Problem details: Quote the data below word for word, every line included.
─── Excerpted data
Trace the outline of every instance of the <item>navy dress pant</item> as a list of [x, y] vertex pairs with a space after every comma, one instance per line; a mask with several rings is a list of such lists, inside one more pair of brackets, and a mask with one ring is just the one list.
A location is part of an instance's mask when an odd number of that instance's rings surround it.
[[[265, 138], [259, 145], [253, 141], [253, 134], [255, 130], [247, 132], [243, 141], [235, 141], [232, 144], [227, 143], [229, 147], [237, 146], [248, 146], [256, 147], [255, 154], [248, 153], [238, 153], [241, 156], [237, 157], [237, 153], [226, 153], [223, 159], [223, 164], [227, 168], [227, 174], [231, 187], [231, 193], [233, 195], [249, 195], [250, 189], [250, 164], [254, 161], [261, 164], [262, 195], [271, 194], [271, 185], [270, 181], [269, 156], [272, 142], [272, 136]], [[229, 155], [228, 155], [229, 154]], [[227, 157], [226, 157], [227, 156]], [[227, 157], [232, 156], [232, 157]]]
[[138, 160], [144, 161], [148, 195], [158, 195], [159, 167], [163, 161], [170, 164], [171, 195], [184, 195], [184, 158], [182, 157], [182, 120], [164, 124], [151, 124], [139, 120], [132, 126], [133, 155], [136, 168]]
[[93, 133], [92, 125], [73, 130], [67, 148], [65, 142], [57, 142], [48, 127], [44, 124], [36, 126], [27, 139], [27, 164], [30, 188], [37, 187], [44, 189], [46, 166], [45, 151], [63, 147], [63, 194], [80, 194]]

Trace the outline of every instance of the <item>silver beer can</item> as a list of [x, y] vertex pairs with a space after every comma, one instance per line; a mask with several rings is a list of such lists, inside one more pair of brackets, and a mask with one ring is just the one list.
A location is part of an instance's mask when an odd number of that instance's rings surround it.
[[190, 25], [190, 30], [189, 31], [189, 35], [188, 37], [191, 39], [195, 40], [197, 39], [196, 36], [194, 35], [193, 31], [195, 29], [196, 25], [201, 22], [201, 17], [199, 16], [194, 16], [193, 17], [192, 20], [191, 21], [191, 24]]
──────
Final result:
Trace the outline of every instance of the <item>navy dress pant</item> as a list of [x, y] vertex pairs with a space after every comma, one instance per line; a mask with several rings is a list of such lists, inside one more pair of brackets, and a mask with one ring is just the one list.
A location is part of an instance's mask when an odd number of that instance's rings surround it.
[[[265, 138], [259, 145], [253, 141], [253, 134], [255, 130], [247, 132], [243, 141], [235, 141], [232, 144], [227, 143], [229, 147], [237, 146], [248, 146], [256, 147], [255, 154], [248, 153], [238, 153], [241, 156], [237, 157], [237, 153], [226, 153], [223, 159], [223, 164], [227, 168], [227, 174], [231, 187], [231, 193], [233, 195], [249, 195], [250, 189], [250, 164], [254, 161], [261, 164], [262, 195], [271, 194], [271, 185], [270, 181], [269, 156], [272, 142], [272, 136]], [[229, 155], [228, 155], [229, 154]], [[227, 157], [226, 157], [227, 156]], [[227, 157], [232, 156], [232, 157]]]
[[138, 160], [144, 161], [148, 195], [158, 195], [159, 167], [163, 161], [170, 164], [171, 195], [184, 195], [184, 158], [182, 157], [182, 120], [164, 124], [151, 124], [139, 120], [132, 126], [133, 155], [136, 168]]
[[93, 133], [92, 125], [73, 130], [67, 148], [65, 142], [57, 142], [48, 127], [44, 124], [36, 126], [27, 139], [27, 164], [30, 188], [37, 187], [44, 189], [46, 166], [45, 151], [63, 147], [63, 194], [80, 194]]

Trace the outline of every instance of the <item>silver beer can</item> as a list of [x, y] vertex pairs with a space after every comma, one instance per line; a mask with several rings is a list of such lists, inside one more pair of brackets, and a mask with one ring is just the one list.
A location is part of an instance's mask when an odd number of that instance's rings surround it.
[[190, 25], [190, 30], [189, 31], [189, 35], [188, 37], [191, 39], [195, 40], [197, 39], [196, 36], [194, 35], [193, 31], [195, 29], [196, 25], [201, 22], [201, 17], [199, 16], [194, 16], [193, 17], [192, 20], [191, 21], [191, 24]]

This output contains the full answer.